**WRITTEN INSTRUCTION**
Reproduce every one of the rows below word for word, omitting the pictures.

-- start DATASET ENTRIES --

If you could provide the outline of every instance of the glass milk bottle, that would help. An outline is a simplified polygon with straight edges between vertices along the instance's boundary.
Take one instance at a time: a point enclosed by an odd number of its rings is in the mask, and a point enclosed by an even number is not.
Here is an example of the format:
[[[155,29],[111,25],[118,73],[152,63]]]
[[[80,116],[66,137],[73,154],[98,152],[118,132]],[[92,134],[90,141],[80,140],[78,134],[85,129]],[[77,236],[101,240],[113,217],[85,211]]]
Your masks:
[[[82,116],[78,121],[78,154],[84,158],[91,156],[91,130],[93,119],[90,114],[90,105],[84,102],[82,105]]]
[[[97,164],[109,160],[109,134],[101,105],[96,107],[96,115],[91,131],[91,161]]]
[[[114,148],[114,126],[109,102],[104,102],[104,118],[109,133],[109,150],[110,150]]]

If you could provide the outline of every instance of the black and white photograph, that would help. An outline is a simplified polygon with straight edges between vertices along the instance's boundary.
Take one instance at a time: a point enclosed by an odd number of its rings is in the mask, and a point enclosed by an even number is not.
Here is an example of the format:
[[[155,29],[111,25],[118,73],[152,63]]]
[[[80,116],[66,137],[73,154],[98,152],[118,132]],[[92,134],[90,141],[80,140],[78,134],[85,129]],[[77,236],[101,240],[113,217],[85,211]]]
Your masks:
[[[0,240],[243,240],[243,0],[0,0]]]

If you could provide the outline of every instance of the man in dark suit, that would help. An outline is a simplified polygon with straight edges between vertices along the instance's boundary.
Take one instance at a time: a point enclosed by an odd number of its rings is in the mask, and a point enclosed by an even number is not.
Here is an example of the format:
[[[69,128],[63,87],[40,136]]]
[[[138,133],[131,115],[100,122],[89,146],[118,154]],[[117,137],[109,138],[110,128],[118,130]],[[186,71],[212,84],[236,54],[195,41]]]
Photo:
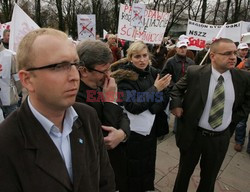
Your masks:
[[[115,172],[116,189],[128,191],[126,143],[129,134],[129,119],[117,105],[117,85],[110,77],[112,52],[98,40],[88,40],[77,46],[82,62],[79,67],[80,88],[76,101],[93,107],[102,123],[104,143],[110,163]]]
[[[250,76],[234,68],[237,49],[230,39],[211,44],[211,65],[190,66],[172,89],[170,108],[178,117],[180,163],[174,192],[187,191],[200,160],[198,192],[213,192],[235,125],[249,113]]]
[[[17,51],[28,97],[0,125],[0,191],[115,191],[101,124],[74,104],[79,57],[63,32],[28,33]]]

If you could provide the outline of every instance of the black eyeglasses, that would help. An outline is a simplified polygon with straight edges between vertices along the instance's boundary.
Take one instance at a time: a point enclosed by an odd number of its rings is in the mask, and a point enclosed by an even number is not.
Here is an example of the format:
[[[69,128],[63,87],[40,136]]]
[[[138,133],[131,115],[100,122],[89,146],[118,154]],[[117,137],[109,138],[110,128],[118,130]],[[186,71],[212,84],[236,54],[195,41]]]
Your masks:
[[[97,69],[94,69],[94,68],[90,68],[90,67],[86,67],[88,70],[90,71],[96,71],[98,73],[101,73],[101,74],[104,74],[104,75],[107,75],[108,72],[110,72],[110,68],[106,69],[105,71],[99,71]]]
[[[224,55],[224,56],[231,56],[231,55],[236,56],[237,51],[227,51],[227,52],[224,52],[224,53],[217,53],[217,54]]]
[[[26,69],[26,71],[36,71],[36,70],[41,70],[41,69],[51,69],[53,71],[70,71],[71,66],[75,66],[77,69],[79,66],[82,64],[82,62],[77,61],[77,62],[62,62],[62,63],[55,63],[55,64],[50,64],[50,65],[45,65],[42,67],[31,67]]]

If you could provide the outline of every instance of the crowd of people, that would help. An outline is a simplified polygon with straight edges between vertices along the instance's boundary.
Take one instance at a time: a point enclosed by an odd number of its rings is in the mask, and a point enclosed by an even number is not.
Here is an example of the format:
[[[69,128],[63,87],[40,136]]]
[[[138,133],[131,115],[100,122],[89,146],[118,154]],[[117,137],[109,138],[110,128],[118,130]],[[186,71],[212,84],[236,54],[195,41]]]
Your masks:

-- end DATASET ENTRIES --

**RIGHT ANSWER**
If you could provide the outline of every instance of the glass milk bottle, that would help. An outline is a simplified polygon with straight edges between vertices along the instance's boundary.
Take one instance at a time: a point enclosed by an odd number of its rings is in the mask, and a point enclosed by an even number is not.
Here is an example of the format:
[[[155,29],[111,25],[118,73],[152,63]]]
[[[80,116],[66,137],[73,154],[98,152],[118,132]],[[92,134],[90,141],[80,140],[78,134],[85,129]],[[77,236],[101,240],[113,217],[85,211]]]
Your masks:
[[[82,116],[78,121],[78,154],[84,158],[91,156],[91,130],[93,119],[90,114],[90,105],[84,102],[82,105]]]
[[[97,164],[109,160],[109,134],[101,105],[96,107],[96,115],[91,131],[91,161]]]
[[[114,148],[114,126],[109,102],[104,102],[104,118],[109,133],[109,150],[110,150]]]

If you could provide the outline of every instance of the black and white photograph, that would help. An outline is a simplified polygon with straight edges between vertices along the instance's boundary.
Take one instance at a time: a point enclosed by an odd number of its rings is in the mask, and a point enclosed by an even number is not.
Here is an example of the format:
[[[155,29],[111,25],[118,73],[152,63]]]
[[[80,116],[66,137],[73,154],[98,152],[118,132]],[[92,134],[90,141],[80,140],[78,134],[85,129]],[[77,236],[101,240],[113,217],[85,211]]]
Your masks:
[[[0,240],[243,240],[243,0],[0,0]]]

If you could provide the outline of every instance of the man in dark suit, that would help. An outline is a simplified polygon with straight edges between vertices along the instance's boundary.
Take one instance at a time: a point enclosed by an odd number of its rings is in the mask, and a point enclosed by an even number is not.
Here is an example of the format:
[[[69,128],[63,87],[40,136]]]
[[[138,133],[131,115],[100,122],[89,146],[118,154]],[[117,137],[109,138],[110,128],[118,130]],[[186,71],[212,84],[236,54],[195,41]]]
Photo:
Your masks:
[[[115,172],[116,189],[128,191],[126,143],[129,134],[129,119],[117,105],[117,85],[110,77],[112,52],[98,40],[88,40],[77,46],[82,62],[79,67],[80,88],[76,101],[93,107],[102,123],[104,143],[110,163]]]
[[[250,76],[234,68],[237,49],[230,39],[211,44],[211,65],[190,66],[172,89],[170,108],[178,117],[180,163],[174,192],[187,191],[200,160],[198,192],[213,192],[235,125],[249,113]]]
[[[17,51],[28,97],[0,125],[0,191],[115,191],[101,124],[74,104],[79,57],[63,32],[28,33]]]

If you could provide the outline of every instance of the black eyeglasses, that would help. An outline is a simplified polygon with straight edges between vertices along the instance's boundary.
Take one instance at a time: a point enclosed by an odd number of its rings is in the mask, and a point enclosed by an even number is not.
Here is an example of the format:
[[[69,128],[63,87],[40,136]]]
[[[138,133],[131,115],[100,122],[89,146],[118,154]],[[117,137],[109,138],[110,128],[118,130]],[[186,71],[212,84],[236,54],[195,41]]]
Your masks:
[[[97,69],[94,69],[94,68],[90,68],[90,67],[86,67],[88,70],[90,71],[96,71],[98,73],[101,73],[101,74],[104,74],[104,75],[107,75],[108,72],[110,72],[110,68],[106,69],[105,71],[99,71]]]
[[[224,55],[224,56],[231,56],[231,55],[236,56],[237,51],[227,51],[227,52],[224,52],[224,53],[217,53],[217,54]]]
[[[26,69],[26,71],[36,71],[36,70],[41,70],[41,69],[51,69],[53,71],[70,71],[71,66],[75,66],[77,69],[79,66],[82,64],[82,62],[77,61],[77,62],[62,62],[62,63],[55,63],[55,64],[50,64],[50,65],[45,65],[42,67],[31,67]]]

If you could provide the outline of every instance of the crowd of people, that would help. An outline is a simplified polygon with straight edges between vertices along the instance's boundary.
Take one instance at a time: a point enclosed by an odd number of its rings is in the mask, and a point enclosed by an even number is not.
Here is an example of the format:
[[[69,128],[63,87],[40,136]]]
[[[138,133],[131,115],[100,122],[89,146],[118,154]],[[117,137],[109,138],[110,128],[118,130]],[[186,71],[212,84],[236,54],[195,41]]]
Your masks:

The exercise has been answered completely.